Evidence-based clinical guidelines are essential for maintenance and improvement of the quality of patient care. Deliberative clinical judgment rules out elective induction before 39 weeks because it can result in iatrogenic neonatal prematurity, as well as an increased risk of an unnecessary cesarean delivery. Dr. Stevens therefore made a clinical error when he agreed to the patient’s request for induction prior to 39 weeks. His first professional responsibility to the patient is to recognize that his own experience with induction before 39 weeks is not an adequate basis for deliberative clinical judgments about the benefits and risks of early induction, because of factors such as selection bias and the relatively small sample size. He therefore should follow the ACOG guideline and hospital policy based on that guideline.

To fulfill the second commitment of this ethical concept—applying his clinical knowledge and skills primarily for the clinical benefit of patients—requires that he correct the error of accepting the patient’s request. He should do so by explaining to her that deliberative clinical judgment no longer supports induction before 39 weeks and that he will therefore follow the ACOG guideline and hospital policy.
################
-- ASSIGNMENT 1 --
Reproduce verbatim the portion of the passage on early induction that begins at the words "To fulfill the" and stops after the words "and hospital policy.".
-- ASSIGNMENT 2 --
According to the passage on early induction, what two outcomes can elective induction before 39 weeks result in?
Rely solely on the passage on early induction; draw on no outside knowledge.

-- SOURCE DATA --
################
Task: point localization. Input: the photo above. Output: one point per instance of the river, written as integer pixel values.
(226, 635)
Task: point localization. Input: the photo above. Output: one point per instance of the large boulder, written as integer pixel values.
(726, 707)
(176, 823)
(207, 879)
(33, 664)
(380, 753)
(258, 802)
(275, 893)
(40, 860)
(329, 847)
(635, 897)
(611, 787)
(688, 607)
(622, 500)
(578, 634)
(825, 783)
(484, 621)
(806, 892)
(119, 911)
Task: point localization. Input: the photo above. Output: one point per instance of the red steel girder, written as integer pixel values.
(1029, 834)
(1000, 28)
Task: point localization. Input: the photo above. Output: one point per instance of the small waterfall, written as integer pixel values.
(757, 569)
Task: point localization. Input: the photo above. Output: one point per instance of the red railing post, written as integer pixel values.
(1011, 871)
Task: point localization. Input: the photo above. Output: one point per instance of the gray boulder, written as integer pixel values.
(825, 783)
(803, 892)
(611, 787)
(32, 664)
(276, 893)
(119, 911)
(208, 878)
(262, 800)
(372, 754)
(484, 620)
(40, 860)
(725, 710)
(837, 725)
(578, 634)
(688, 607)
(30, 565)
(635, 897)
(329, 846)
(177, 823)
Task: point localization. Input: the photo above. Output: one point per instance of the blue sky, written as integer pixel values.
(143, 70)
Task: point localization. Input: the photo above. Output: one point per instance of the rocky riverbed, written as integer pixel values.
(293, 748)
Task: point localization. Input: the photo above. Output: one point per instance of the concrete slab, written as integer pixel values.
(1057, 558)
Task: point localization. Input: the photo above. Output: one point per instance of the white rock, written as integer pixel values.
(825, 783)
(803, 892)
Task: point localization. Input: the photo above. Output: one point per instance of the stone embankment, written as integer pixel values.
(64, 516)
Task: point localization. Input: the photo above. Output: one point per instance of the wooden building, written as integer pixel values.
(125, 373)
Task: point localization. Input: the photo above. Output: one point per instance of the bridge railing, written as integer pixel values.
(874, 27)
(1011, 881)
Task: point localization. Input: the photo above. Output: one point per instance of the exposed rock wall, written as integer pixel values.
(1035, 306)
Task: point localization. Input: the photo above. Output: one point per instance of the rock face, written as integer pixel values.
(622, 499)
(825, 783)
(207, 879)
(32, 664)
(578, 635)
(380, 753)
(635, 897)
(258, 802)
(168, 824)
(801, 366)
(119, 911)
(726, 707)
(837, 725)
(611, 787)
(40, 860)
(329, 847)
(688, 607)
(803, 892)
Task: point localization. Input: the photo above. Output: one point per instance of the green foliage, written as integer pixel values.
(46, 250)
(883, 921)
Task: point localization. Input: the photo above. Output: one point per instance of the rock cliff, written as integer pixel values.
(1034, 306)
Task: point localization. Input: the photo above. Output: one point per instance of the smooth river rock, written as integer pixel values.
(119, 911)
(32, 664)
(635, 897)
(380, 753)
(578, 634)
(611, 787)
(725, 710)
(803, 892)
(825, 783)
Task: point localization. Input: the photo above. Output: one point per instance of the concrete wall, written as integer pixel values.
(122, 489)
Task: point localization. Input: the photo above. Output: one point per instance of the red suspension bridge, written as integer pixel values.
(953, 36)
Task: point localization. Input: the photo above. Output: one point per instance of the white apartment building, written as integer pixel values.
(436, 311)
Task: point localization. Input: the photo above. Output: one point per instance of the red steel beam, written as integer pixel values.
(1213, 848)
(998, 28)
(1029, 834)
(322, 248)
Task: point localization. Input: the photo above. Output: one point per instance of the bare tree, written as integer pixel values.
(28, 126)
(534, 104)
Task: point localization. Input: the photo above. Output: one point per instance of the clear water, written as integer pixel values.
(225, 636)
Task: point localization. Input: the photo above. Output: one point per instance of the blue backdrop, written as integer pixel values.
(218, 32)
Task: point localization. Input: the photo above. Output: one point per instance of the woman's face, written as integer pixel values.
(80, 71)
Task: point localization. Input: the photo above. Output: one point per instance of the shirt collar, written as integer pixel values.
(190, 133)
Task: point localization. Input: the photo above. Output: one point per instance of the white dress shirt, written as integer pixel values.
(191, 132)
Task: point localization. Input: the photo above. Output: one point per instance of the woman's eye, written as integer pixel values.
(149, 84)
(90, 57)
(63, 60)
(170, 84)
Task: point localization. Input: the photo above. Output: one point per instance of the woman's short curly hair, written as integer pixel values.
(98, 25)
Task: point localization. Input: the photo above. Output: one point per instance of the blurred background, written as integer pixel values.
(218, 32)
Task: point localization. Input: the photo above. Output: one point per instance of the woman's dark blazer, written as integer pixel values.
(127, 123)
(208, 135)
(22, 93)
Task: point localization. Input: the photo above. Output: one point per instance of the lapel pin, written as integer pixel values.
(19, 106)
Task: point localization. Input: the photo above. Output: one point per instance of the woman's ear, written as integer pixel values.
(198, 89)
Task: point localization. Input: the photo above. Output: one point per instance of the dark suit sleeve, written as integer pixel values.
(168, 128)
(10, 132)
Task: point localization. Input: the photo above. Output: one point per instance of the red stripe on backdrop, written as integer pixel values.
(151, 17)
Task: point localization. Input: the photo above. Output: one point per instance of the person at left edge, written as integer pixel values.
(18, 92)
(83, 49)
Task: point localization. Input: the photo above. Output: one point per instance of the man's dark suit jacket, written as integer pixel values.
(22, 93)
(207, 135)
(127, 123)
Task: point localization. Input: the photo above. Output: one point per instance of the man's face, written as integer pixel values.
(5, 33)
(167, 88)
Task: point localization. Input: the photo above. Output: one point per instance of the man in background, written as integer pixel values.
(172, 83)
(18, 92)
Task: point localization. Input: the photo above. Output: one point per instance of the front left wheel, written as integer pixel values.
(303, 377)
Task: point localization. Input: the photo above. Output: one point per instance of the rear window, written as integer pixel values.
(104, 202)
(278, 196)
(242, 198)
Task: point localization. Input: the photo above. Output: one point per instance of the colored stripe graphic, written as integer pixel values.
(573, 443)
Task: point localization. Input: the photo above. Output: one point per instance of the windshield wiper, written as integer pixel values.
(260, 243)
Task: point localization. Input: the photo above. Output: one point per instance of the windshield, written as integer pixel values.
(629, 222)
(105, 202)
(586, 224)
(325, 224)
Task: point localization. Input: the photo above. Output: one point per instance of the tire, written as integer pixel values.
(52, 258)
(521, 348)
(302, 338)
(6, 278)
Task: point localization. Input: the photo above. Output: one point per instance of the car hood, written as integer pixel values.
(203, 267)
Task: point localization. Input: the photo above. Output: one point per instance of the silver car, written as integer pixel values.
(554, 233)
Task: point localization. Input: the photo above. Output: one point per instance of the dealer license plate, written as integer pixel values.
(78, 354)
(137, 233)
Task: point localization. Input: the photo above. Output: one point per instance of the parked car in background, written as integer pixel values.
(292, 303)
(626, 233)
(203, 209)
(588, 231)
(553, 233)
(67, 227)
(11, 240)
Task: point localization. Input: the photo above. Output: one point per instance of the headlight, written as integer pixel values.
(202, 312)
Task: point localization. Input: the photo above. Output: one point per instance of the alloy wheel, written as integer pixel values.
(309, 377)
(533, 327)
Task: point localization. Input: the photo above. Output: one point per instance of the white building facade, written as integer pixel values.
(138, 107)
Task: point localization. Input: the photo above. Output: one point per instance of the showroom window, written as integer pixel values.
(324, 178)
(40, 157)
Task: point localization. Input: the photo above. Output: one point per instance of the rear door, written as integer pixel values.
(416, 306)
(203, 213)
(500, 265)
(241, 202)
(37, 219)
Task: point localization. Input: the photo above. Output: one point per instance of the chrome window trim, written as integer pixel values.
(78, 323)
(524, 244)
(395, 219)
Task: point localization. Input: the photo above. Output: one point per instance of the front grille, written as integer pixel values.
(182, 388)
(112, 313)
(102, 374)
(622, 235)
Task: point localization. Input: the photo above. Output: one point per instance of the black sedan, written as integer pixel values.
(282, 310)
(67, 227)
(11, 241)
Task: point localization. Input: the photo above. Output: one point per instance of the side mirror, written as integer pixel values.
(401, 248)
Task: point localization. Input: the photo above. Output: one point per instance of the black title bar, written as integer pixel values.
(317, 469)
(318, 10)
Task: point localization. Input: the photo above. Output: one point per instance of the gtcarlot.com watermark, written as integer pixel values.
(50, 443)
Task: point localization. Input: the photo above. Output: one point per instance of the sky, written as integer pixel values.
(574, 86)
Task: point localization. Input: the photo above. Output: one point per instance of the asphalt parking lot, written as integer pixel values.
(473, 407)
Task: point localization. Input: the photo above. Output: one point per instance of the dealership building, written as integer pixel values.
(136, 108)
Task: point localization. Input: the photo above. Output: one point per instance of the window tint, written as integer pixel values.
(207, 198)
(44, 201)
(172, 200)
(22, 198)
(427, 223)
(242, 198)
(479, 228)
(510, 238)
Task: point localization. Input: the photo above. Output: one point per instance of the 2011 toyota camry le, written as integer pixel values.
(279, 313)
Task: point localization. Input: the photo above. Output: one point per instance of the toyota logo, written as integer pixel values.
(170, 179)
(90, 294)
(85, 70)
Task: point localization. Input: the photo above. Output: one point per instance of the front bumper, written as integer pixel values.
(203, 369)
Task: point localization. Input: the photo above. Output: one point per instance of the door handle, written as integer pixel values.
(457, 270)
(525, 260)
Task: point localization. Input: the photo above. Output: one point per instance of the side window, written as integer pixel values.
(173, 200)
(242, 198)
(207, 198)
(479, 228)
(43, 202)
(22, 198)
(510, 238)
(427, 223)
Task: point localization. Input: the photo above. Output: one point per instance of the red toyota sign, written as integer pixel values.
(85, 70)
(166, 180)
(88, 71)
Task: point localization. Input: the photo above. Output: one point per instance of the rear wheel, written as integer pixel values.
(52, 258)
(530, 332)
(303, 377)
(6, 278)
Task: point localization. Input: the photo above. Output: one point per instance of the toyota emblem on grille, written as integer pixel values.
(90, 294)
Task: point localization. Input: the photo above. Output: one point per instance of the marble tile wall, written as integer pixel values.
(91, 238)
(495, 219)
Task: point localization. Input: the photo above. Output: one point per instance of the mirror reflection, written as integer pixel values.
################
-- WRITTEN ANSWER 1 --
To fulfill the second commitment of this ethical concept—applying his clinical knowledge and skills primarily for the clinical benefit of patients—requires that he correct the error of accepting the patient’s request. He should do so by explaining to her that deliberative clinical judgment no longer supports induction before 39 weeks and that he will therefore follow the ACOG guideline and hospital policy.

-- WRITTEN ANSWER 2 --
Iatrogenic neonatal prematurity and an increased risk of an unnecessary cesarean delivery.